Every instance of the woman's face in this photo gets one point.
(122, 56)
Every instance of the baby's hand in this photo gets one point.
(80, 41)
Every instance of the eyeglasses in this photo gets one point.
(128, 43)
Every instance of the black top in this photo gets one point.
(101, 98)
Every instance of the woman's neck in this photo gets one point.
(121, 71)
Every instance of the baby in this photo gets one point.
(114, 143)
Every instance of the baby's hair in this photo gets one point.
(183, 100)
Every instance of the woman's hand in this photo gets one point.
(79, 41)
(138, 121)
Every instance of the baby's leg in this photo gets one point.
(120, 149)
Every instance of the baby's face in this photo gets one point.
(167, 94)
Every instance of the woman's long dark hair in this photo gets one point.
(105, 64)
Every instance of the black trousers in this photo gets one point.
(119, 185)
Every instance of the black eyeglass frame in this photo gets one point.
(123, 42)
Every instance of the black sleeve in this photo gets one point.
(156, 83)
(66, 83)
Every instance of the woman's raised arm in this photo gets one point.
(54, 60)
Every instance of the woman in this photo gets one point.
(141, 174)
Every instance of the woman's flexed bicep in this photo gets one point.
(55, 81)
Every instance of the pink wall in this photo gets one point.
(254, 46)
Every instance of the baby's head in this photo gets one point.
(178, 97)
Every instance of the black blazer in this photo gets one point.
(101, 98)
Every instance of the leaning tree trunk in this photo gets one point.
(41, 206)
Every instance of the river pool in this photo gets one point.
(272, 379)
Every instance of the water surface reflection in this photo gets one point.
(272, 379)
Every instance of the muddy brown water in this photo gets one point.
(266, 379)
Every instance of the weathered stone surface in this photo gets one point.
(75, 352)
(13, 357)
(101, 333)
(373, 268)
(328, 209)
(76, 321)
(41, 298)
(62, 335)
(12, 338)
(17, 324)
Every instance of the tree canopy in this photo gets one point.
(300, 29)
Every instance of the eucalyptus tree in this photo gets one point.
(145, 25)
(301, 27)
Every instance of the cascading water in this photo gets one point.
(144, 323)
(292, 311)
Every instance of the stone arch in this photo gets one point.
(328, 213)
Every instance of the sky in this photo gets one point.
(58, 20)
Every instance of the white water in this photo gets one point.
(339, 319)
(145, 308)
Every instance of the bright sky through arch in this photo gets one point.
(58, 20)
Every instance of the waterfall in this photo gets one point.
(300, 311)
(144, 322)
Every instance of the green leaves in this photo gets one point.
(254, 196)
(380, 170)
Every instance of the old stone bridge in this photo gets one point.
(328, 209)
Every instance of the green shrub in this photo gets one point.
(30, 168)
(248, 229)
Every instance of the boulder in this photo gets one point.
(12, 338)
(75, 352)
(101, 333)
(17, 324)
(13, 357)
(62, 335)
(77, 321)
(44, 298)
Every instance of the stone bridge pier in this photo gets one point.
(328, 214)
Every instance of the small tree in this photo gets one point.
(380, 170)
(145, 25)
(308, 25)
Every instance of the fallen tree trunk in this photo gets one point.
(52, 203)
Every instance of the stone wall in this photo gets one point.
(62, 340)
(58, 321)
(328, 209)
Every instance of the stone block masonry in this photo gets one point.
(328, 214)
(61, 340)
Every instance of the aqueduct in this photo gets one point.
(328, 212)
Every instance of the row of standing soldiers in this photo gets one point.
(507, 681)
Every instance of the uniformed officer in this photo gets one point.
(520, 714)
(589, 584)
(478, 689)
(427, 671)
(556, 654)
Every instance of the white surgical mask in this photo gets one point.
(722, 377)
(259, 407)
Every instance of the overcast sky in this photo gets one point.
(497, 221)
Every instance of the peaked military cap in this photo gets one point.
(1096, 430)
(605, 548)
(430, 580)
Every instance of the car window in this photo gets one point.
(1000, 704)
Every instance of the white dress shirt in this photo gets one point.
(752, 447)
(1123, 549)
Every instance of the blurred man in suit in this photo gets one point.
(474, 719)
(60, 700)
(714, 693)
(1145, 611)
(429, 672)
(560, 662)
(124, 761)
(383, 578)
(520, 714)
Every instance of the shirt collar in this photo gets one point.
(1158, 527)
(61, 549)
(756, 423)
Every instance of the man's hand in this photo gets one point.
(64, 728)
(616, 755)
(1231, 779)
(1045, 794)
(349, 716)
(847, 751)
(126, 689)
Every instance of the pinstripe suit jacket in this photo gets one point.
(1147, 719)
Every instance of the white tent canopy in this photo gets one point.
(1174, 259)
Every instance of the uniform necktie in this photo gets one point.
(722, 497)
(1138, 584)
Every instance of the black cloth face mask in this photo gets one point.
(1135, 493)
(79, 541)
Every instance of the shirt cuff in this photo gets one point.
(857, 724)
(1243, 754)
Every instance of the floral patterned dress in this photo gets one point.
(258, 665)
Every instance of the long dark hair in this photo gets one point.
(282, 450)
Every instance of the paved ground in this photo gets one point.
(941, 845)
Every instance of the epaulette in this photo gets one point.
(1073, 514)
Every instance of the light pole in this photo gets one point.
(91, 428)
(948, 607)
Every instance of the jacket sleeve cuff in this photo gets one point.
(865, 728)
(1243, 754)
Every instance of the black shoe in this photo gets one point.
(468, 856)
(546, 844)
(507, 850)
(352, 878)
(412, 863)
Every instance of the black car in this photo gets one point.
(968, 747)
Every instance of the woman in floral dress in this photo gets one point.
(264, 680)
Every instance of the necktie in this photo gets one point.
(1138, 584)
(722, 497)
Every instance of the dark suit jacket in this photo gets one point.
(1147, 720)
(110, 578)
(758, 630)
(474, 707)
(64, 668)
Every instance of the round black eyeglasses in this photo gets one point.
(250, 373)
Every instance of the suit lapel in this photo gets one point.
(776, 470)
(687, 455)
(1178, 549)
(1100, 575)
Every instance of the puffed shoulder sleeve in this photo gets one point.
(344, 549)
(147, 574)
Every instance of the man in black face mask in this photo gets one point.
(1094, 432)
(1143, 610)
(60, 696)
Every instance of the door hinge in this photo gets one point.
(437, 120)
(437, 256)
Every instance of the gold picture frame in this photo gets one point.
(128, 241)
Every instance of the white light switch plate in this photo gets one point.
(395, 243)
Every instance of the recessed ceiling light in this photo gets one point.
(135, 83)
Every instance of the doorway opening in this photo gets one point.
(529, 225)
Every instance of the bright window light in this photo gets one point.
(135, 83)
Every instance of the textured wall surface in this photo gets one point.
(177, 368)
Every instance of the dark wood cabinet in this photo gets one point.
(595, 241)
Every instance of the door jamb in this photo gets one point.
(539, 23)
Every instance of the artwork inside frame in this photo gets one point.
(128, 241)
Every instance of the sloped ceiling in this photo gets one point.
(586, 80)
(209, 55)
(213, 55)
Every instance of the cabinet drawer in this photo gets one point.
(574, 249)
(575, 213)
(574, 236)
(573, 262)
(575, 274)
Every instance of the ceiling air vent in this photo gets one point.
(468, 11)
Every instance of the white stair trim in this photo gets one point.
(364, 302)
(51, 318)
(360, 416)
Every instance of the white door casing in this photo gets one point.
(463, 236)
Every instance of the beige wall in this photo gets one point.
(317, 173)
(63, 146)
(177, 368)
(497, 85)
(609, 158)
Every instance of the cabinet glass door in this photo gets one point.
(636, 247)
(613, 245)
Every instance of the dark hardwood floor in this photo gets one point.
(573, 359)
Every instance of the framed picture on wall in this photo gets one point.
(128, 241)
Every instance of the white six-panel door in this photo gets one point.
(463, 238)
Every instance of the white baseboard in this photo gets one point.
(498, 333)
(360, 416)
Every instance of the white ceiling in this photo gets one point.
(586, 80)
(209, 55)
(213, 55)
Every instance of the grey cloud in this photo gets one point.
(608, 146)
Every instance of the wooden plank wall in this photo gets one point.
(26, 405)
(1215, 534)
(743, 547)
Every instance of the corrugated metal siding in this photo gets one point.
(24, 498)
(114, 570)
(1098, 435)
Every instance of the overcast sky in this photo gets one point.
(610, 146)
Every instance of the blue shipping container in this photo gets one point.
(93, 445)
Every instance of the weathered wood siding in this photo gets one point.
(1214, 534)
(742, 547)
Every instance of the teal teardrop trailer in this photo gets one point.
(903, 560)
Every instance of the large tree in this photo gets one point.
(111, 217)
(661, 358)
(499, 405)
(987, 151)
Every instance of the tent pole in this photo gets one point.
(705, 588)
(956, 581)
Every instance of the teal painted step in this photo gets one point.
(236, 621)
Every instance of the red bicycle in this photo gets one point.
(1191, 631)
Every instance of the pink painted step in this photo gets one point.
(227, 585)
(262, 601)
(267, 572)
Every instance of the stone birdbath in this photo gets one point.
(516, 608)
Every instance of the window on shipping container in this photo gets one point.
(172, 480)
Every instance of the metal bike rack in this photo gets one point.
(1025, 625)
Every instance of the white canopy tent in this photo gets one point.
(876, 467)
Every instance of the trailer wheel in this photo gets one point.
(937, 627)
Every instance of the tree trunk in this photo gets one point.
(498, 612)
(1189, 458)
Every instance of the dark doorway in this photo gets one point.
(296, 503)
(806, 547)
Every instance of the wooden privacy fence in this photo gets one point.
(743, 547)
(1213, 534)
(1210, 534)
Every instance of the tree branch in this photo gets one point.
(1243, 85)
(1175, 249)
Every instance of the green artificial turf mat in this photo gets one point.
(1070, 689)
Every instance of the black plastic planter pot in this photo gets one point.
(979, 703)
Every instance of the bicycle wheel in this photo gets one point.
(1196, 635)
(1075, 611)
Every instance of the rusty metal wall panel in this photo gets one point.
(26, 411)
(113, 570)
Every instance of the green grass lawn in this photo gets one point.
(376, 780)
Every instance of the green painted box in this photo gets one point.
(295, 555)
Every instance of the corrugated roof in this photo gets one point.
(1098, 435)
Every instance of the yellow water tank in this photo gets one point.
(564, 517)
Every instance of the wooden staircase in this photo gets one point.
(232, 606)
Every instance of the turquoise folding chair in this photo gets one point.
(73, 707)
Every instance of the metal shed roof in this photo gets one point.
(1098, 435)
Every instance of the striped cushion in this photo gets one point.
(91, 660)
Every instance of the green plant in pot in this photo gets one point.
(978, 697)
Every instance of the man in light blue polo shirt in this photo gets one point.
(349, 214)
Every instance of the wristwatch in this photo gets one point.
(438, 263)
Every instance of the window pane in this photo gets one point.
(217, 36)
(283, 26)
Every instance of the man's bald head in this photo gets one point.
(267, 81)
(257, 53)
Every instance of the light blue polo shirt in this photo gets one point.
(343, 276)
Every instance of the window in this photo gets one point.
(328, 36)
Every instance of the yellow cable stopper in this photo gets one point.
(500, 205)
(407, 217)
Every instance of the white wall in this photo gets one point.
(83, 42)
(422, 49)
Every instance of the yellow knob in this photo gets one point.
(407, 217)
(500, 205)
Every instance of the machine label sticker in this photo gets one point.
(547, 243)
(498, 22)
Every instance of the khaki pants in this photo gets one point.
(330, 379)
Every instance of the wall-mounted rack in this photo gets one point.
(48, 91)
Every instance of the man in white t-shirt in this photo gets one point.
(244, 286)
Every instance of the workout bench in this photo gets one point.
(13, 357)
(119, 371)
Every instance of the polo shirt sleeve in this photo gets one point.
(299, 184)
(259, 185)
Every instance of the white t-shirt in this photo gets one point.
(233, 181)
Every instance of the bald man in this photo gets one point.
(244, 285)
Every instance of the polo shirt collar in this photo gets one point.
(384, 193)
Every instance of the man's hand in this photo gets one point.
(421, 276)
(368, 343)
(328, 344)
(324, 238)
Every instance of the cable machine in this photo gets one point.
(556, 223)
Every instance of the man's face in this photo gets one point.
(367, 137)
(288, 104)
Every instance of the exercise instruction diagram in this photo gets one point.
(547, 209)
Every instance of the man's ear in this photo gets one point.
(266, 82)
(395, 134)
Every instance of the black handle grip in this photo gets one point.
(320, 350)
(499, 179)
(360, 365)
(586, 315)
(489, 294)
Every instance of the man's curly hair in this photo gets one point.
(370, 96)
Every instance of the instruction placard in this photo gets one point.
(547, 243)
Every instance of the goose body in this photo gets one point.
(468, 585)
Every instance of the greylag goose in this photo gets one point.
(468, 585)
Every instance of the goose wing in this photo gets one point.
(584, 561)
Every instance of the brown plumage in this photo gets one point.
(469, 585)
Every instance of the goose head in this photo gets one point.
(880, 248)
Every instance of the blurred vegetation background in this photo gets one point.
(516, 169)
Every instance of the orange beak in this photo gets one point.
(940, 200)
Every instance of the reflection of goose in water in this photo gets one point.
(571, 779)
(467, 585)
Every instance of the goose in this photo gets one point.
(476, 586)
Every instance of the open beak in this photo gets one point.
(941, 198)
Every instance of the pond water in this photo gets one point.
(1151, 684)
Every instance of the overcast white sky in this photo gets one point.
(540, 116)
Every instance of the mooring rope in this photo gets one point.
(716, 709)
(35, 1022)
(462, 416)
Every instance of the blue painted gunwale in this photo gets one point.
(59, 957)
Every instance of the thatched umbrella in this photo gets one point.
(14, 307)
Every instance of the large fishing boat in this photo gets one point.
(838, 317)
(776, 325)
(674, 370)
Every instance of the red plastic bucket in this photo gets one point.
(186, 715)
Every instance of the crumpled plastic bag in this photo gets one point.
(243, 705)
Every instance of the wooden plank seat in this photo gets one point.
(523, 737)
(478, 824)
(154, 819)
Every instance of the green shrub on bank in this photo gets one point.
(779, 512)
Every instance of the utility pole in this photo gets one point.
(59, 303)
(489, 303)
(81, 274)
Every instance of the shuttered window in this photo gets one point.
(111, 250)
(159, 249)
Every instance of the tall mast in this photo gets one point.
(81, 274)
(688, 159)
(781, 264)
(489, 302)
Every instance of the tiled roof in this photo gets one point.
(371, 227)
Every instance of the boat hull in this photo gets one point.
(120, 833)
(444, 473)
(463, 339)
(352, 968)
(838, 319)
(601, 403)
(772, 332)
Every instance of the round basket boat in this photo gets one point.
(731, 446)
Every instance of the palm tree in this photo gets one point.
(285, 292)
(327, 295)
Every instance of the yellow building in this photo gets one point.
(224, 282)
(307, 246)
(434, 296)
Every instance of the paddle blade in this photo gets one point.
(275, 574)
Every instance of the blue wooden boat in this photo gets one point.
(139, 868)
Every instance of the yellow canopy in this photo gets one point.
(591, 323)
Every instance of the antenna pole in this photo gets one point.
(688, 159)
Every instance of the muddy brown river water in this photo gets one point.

Description of the task: Rewrite the data from the line containing "Every instance of the black car" through the line containing "(1100, 575)", both included, as a numbered list, omitting any blank lines.

Worked solution:
1. Every instance of the black car in this photo gets one point.
2. (968, 747)
3. Every instance of the woman in floral dress in this photo gets one point.
4. (264, 680)
5. Every instance of the necktie in this photo gets one point.
6. (1138, 584)
7. (722, 497)
8. Every instance of the dark suit jacket in this photo gets one point.
9. (1147, 720)
10. (110, 578)
11. (758, 630)
12. (474, 707)
13. (64, 668)
14. Every instance of the round black eyeglasses in this photo gets one point.
15. (250, 373)
16. Every instance of the suit lapel in this photo gets one point.
17. (776, 470)
18. (687, 455)
19. (1178, 549)
20. (1100, 575)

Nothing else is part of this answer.